(Stored items)
+++++
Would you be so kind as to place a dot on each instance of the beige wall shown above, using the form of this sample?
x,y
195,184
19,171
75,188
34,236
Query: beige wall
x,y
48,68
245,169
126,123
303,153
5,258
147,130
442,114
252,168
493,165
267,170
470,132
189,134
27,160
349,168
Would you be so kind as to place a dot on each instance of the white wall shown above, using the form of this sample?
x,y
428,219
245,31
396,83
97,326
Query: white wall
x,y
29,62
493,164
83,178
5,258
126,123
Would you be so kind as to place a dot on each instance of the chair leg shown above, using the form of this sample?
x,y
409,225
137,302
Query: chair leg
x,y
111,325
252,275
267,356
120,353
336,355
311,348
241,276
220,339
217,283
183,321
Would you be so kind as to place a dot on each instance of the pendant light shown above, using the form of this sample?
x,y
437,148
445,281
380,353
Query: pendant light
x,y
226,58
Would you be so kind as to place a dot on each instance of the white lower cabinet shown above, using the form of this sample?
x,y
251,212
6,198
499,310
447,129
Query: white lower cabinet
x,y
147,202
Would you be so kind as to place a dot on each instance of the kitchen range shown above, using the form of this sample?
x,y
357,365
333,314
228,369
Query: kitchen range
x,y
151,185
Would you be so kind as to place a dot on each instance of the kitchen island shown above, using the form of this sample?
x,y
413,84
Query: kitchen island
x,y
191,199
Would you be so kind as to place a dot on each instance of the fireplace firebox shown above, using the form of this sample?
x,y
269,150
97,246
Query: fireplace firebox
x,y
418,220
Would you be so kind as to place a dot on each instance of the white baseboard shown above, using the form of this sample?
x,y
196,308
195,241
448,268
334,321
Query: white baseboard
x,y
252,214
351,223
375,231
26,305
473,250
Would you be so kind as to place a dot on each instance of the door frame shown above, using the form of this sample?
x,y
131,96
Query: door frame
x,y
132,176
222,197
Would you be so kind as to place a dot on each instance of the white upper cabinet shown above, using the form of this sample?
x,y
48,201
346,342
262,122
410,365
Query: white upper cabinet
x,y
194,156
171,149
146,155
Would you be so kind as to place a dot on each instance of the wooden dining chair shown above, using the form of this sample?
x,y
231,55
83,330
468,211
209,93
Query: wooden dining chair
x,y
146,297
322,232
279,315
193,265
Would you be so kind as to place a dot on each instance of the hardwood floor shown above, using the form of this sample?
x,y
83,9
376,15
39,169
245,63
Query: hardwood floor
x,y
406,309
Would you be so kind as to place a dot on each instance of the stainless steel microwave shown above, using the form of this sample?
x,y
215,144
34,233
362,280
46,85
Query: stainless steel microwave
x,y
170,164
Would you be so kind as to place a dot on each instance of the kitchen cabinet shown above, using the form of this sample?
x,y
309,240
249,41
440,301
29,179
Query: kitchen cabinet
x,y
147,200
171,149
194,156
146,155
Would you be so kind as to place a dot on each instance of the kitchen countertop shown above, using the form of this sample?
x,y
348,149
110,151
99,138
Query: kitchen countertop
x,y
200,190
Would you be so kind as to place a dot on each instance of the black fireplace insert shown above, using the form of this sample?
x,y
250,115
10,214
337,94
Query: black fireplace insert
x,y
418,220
+++++
• WHAT IS EXPECTED:
Retype the lines from the one containing "the white baseboard" to the last line above. Change nothing and include no others.

• ANSWER SPACE:
Would you be so kind as to place a dot on each instance of the white baseboard shown above, using the form of this sample?
x,y
196,308
195,241
448,268
334,321
Query: white baseboard
x,y
252,214
351,223
375,231
26,305
473,250
Would you be so kind as to place a dot on each instance of the door frame shown above, using the form of this sample?
x,y
131,96
Query: door frame
x,y
132,176
222,197
Would you be so kind as to place a dot on each instance of the white upper cabinet shown above, using the form of this sample?
x,y
48,201
346,342
262,122
410,365
Query: white upper cabinet
x,y
194,156
171,149
146,155
Would you be so kind as to place a dot on each instance of the wooden dining chair shown above, using the form of this sample?
x,y
231,55
83,330
468,211
209,93
Query: wooden dining chair
x,y
146,297
322,232
279,315
193,265
Would you be so kind as to place a dot on each instance of the hardwood floor shown above, using the form of this sample?
x,y
83,9
376,15
39,169
245,63
Query: hardwood floor
x,y
406,309
Would you be so kind as to place a dot on each instance of the stainless steel microwave shown above, using the form of this sample?
x,y
215,144
34,233
362,280
46,85
Query: stainless steel microwave
x,y
170,164
Would you be so kind as to place a dot on each instance of the kitchen cabinet shown above, using the form of this sample?
x,y
309,240
249,41
440,301
29,179
Query: kitchen cabinet
x,y
147,200
171,149
194,156
146,155
Would you be so kind as to place a dot on each instance of the kitchen countertop shown above, using the form of this sample?
x,y
348,149
110,151
99,138
Query: kitchen countertop
x,y
200,190
Would you be so kind as to place a dot on each instance of the black fireplace insert shown above, using the form of this sample?
x,y
250,115
10,214
337,94
Query: black fireplace insert
x,y
418,220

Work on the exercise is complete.